## Исходный текст
…Между прочими достоинствами моего воина надобно упомянуть о патенте на ряд крестов и медалей, висевших на его молодецкой груди. Этот патент, не так, как мой на титулярного советника, не на телячьей коже был выпечатан, а на его собственной, прекрупным цицеро сабельных ударов, а знаки препинания были поставлены свинцовыми точками.
* * *
Per me si va nella città dolente[174].
(Надпись по дороге в ад).
И колокольчик, дар Валдая,
Гудит уныло под дугой.
…10 апреля в восемь часов утра явился ко мне дежурный офицер и объявил, что через час я должен отправиться в путь. Он меня застал в сильном раздумье и в сильном волнении, но ни того, ни другого я описать не могу. В душе было что-то торжественное, – правда, грустное, очень грустное, но не отчаянное, напротив, грусть была проникнута сильной верой в будущее. Чувства, колыхавшиеся, как волны морские, в моем сердце, были не по груди человеческой; казалось, они разобьют ее. Я по словам офицера, как по лестнице, начал опускаться на землю и был рад этому, мне становилось тягостно в этом состоянии, так физически неестественно человеку дышать на высокой горе, несмотря на то, что там воздух составлен в 10 раз чище из своих 29 долей жизни и 71 доли смерти, нежели в низменных местах. Вчера вечером я мало и смутно чувствовал, но когда я лег часа в два на постель и потушил свечу, явилась бездна чувств и мыслей. Не знаю, как с другими, а со мною всегда первое впечатление слабее, нежели отчет в этом впечатлении. Погодя немного всякое ощущение является ярче. У меня сердце, как болонский камень; покуда лежит на солнце – не светит, солнце село, ночь пришла – горит камень.
…Пред отъездом я зашел проститься с соседом; я никогда не был прежде с ним в коротких отношениях, но тут мне и с ним расстаться было жаль: с ним можно было вспомнить былую жизнь, а вскоре меня окружат чужие люди, с которыми у меня ничего общего нет. Потом я взял лоскуток бумаги и написал Natalie: «За несколько часов до отъезда я еще пишу, и пишу к тебе; к тебе будет последний звук отъезжающего; вчерашнее посещение растопило каменное направление, в котором я хотел ехать. Нет, я не камень – мне было грустно ночью, очень грустно! Natalie, Natalie, я много теряю в Москве, все, что у меня есть, и когда увидимся? где? Все темно, но ярко воспоминание твоей дружбы. Не забуду никогда своей прелестной кузины».
…Терентьич проводил меня за ворота. Я обнял его; у старика навернулись слезы. Я обнял его еще – от души. «Неси, брат, простую душу твою туда, где в одну шеренгу поставят и тебя и фельдмаршала Сакена; мало тебе было дано, мало с тебя и спросится на инспекторском смотру того света. Инвалидный дом там светел, обширен и тепел, места и про тебя будет, а о телесных наказаниях и думать нечего, ты тела туда с собой не возьмешь…»

## Данные записи
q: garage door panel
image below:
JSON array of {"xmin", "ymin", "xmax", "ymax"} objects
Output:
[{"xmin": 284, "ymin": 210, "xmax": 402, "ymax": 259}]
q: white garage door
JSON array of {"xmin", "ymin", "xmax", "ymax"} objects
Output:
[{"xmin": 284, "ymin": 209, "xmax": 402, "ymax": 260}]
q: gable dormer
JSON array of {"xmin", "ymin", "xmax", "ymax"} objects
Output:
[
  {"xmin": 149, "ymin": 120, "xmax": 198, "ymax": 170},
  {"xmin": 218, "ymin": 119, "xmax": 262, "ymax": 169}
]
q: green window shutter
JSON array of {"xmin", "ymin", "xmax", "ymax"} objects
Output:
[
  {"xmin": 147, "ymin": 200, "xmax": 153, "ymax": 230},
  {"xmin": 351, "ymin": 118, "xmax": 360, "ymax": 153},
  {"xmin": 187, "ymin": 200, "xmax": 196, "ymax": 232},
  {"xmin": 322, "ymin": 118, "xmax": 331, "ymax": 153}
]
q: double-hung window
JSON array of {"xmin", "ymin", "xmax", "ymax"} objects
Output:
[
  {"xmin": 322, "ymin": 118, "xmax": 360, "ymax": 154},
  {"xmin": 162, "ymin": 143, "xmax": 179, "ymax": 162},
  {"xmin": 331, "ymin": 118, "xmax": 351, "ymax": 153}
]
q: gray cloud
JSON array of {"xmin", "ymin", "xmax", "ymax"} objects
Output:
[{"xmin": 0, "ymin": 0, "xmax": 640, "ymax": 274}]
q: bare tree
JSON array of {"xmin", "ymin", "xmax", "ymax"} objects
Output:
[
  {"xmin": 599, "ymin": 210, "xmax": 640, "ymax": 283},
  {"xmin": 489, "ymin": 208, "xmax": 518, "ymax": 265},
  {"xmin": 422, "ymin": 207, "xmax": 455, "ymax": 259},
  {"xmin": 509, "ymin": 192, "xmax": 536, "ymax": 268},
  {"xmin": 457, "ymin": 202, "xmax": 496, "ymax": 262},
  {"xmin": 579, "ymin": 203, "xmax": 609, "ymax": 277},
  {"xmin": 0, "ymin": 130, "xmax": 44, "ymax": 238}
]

## Задание
Назовите всех людей, которые в исходном тексте обозначены именем, отчеством или фамилией.

## Ответ
Natalie, Терентьич, фельдмаршал Сакен.